**** Records shown ****
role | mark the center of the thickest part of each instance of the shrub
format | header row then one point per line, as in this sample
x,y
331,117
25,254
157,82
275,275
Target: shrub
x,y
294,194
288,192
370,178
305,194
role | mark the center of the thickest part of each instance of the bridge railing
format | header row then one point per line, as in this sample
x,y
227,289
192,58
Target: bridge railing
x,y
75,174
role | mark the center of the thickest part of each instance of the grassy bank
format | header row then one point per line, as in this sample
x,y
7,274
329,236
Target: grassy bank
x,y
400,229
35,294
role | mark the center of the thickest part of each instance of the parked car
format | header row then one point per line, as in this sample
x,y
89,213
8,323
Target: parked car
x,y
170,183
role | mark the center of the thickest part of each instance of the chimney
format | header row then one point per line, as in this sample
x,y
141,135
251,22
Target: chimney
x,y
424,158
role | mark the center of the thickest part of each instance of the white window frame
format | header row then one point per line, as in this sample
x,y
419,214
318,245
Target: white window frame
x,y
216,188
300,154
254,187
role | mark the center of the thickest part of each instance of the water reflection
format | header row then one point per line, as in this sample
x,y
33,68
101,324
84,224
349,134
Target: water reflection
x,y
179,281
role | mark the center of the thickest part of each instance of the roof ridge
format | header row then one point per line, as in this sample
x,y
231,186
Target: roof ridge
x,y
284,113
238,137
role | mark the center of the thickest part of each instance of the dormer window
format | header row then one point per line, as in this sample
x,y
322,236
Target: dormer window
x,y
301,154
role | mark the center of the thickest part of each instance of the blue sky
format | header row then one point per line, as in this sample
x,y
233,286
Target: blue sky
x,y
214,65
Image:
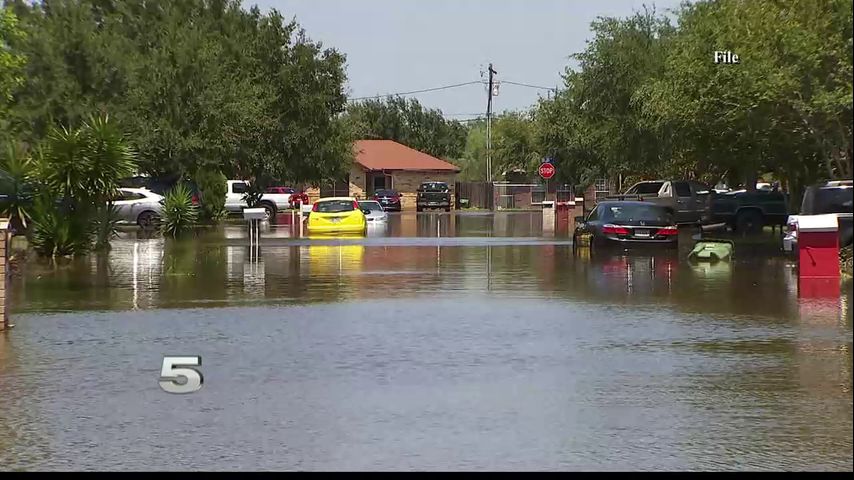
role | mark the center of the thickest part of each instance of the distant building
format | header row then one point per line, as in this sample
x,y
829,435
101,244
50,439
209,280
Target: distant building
x,y
387,164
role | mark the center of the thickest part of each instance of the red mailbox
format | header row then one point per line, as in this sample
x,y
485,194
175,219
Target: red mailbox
x,y
818,246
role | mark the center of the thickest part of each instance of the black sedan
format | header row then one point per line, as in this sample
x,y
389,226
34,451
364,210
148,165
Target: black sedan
x,y
389,199
625,224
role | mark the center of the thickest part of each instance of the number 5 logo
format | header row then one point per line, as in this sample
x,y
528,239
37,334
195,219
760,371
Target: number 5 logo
x,y
181,380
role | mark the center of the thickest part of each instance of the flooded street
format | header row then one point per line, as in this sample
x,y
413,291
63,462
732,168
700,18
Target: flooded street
x,y
442,341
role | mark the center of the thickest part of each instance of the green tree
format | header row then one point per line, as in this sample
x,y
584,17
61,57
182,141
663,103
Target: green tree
x,y
594,127
197,84
11,61
409,123
785,108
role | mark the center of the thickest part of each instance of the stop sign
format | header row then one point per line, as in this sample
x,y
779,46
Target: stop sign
x,y
547,171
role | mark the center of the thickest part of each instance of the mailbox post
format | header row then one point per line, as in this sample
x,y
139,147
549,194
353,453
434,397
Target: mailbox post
x,y
818,256
548,217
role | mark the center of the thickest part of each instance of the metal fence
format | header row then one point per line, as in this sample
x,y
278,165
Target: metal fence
x,y
530,195
474,195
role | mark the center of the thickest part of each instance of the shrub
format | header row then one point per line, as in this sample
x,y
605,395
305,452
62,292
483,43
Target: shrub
x,y
213,188
57,231
78,170
179,214
17,183
85,164
106,223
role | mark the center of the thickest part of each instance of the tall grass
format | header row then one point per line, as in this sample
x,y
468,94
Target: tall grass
x,y
179,214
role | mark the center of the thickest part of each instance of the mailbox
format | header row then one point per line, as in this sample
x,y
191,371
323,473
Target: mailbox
x,y
254,214
818,246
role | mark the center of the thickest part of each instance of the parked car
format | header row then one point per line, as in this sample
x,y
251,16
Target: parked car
x,y
627,223
270,202
829,198
374,212
298,199
139,205
161,186
689,199
337,215
433,195
281,190
749,212
389,199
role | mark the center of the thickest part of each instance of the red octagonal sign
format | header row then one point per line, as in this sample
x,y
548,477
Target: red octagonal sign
x,y
547,170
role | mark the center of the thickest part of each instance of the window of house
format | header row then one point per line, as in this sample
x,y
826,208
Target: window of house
x,y
602,188
682,189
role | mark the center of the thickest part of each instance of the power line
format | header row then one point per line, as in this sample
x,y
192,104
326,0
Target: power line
x,y
444,87
528,85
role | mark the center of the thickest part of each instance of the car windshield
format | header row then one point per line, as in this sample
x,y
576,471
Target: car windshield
x,y
633,213
335,206
645,188
834,200
433,187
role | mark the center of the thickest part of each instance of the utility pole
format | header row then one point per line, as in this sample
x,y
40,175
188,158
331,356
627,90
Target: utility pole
x,y
489,125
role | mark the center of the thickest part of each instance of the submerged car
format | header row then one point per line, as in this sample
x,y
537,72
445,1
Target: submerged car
x,y
374,212
337,215
138,205
627,223
433,195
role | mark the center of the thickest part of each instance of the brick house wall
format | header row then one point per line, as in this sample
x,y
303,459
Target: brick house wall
x,y
404,181
407,182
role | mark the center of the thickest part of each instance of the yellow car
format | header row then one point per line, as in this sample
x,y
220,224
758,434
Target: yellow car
x,y
336,215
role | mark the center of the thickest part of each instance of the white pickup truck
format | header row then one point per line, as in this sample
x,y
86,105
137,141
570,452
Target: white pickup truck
x,y
270,202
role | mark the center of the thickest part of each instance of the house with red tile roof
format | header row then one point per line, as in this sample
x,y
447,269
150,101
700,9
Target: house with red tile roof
x,y
386,164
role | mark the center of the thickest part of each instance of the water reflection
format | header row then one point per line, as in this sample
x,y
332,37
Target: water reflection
x,y
335,352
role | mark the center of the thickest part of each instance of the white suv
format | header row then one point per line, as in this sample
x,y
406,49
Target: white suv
x,y
831,198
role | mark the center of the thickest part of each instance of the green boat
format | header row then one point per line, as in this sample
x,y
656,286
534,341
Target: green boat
x,y
709,250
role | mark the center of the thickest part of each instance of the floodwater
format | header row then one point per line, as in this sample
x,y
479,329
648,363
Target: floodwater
x,y
440,342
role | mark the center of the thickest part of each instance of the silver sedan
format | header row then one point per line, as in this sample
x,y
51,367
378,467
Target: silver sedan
x,y
138,205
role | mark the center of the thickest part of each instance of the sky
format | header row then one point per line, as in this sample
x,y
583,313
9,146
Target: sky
x,y
405,45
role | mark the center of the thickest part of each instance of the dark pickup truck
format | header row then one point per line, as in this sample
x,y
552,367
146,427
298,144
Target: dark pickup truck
x,y
689,200
694,202
748,212
433,195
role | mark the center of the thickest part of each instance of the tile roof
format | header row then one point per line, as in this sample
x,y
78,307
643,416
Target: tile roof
x,y
390,155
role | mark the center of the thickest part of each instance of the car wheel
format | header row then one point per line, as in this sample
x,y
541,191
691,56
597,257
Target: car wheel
x,y
749,222
147,220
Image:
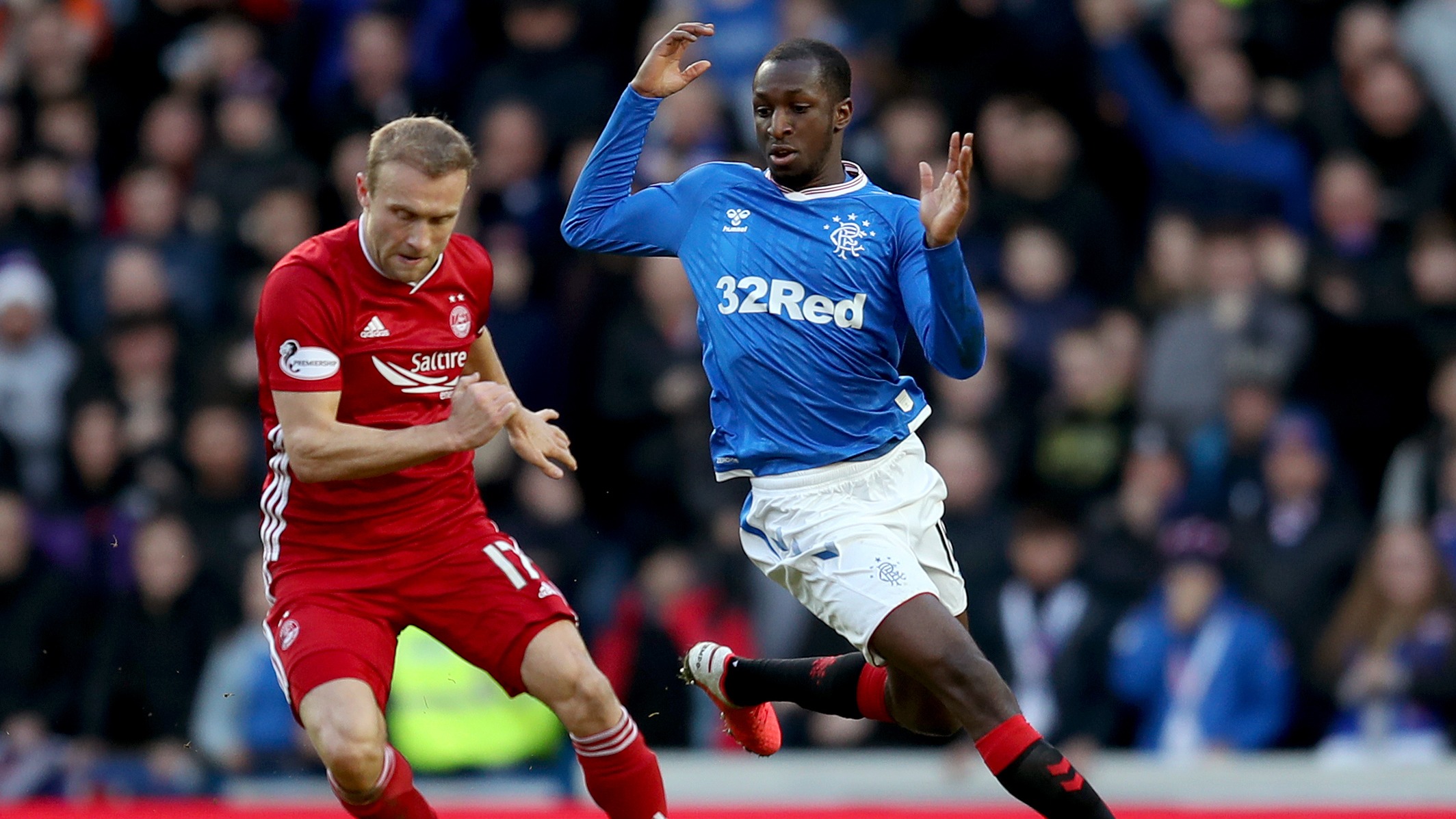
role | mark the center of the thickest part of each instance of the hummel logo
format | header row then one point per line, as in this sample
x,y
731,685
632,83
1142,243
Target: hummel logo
x,y
736,215
374,330
1062,770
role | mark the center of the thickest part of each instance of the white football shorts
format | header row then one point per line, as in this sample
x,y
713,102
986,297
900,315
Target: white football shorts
x,y
854,541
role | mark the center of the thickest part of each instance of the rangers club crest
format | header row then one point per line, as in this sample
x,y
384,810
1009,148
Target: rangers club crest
x,y
848,235
460,321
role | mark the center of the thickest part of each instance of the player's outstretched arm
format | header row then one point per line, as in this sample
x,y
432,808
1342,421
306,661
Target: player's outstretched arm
x,y
321,447
934,282
944,206
605,216
662,73
533,436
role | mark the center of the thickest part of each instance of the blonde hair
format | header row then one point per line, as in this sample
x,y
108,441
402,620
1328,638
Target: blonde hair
x,y
426,143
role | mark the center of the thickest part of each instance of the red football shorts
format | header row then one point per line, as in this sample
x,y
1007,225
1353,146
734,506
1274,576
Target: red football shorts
x,y
484,599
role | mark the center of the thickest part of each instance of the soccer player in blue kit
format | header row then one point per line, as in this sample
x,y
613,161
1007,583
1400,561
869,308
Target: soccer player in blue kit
x,y
809,278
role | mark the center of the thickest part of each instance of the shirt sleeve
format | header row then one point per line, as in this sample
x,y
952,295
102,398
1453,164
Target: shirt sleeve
x,y
941,302
605,216
300,328
481,274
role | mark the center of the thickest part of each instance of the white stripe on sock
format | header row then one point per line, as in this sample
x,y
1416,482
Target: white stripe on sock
x,y
615,748
603,736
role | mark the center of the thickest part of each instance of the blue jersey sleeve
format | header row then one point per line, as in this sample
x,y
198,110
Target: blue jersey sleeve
x,y
605,216
941,302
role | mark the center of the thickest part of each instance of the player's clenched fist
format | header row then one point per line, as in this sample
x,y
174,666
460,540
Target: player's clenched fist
x,y
662,73
480,410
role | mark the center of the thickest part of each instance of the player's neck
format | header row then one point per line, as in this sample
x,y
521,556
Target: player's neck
x,y
372,255
833,172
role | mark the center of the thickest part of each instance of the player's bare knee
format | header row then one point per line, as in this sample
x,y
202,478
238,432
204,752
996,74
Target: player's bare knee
x,y
592,705
932,719
353,749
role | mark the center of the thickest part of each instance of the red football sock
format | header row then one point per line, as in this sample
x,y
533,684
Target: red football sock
x,y
1005,742
622,775
870,694
393,796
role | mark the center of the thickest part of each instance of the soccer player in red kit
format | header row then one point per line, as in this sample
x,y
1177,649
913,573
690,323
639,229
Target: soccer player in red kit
x,y
378,380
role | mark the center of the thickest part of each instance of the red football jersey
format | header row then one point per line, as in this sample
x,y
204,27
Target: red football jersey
x,y
331,321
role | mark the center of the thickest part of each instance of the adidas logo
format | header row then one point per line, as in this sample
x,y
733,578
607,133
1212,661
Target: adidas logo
x,y
374,330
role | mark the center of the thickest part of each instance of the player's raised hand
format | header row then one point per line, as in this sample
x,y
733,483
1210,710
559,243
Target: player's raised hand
x,y
662,73
480,410
944,206
539,442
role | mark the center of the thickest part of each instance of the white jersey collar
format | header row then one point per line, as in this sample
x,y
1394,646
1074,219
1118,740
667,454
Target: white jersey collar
x,y
379,270
857,181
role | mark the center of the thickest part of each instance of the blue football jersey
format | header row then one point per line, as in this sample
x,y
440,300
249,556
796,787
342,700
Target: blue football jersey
x,y
804,298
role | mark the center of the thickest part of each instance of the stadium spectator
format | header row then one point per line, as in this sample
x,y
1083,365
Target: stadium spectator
x,y
528,330
542,60
1121,532
1394,126
1212,155
1084,426
220,458
42,647
1365,34
88,528
47,225
1425,29
1048,633
1171,273
985,404
1356,257
977,513
1037,268
1036,180
650,395
1431,268
1225,456
146,664
1204,671
376,88
668,608
511,181
37,365
174,133
1390,653
1193,347
1409,493
237,720
548,517
252,155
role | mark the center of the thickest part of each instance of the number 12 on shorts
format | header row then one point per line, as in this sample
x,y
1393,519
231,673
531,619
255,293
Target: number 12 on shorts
x,y
497,554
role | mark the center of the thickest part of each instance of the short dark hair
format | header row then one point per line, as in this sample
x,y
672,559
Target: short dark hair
x,y
426,143
832,63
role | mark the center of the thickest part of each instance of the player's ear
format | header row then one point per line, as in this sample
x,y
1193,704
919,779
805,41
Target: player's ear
x,y
844,113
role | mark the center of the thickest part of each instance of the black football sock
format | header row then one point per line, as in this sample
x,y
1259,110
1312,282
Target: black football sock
x,y
1036,772
829,686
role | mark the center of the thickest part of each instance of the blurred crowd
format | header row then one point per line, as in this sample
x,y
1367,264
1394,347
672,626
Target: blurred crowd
x,y
1203,493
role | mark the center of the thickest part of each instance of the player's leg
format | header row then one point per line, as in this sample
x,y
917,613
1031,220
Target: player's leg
x,y
845,686
621,771
490,603
926,643
347,727
335,668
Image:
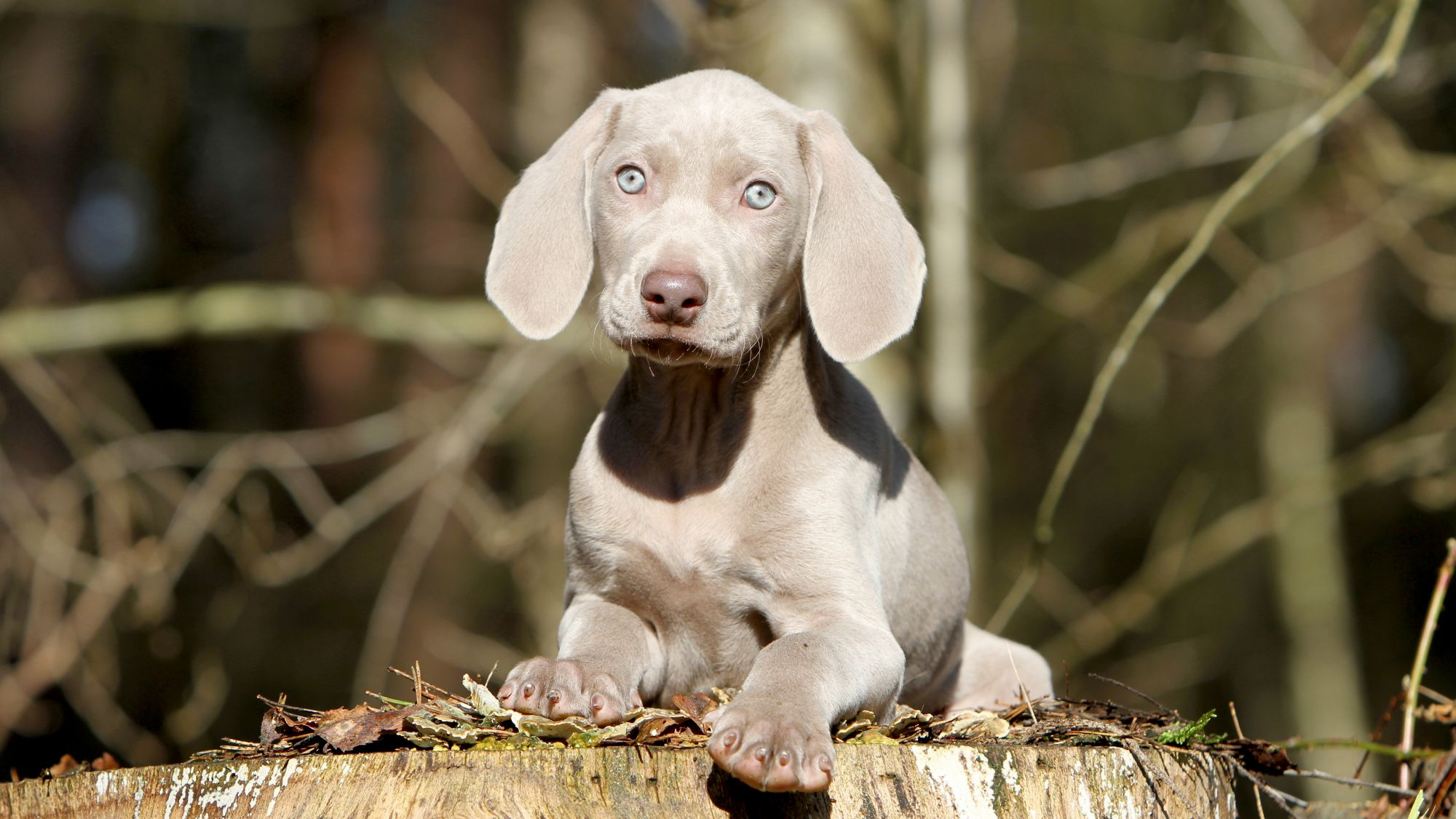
****
* **Aim of the exercise**
Print the first line of the records above and each line after it, exactly, through the line with "the grassy bank".

* **Task output**
role | mark the center of the thickest part of each instance of the shrub
format | header row then one point per line, as in this sample
x,y
331,117
25,254
157,82
275,275
Target: shrub
x,y
294,194
288,192
370,178
305,194
role | mark the center of the thickest part of each instance of the bridge railing
format | header row then one point per line, as in this sample
x,y
227,289
192,58
Target: bridge railing
x,y
75,174
role | mark the center of the thickest part of each instance of the grassy bank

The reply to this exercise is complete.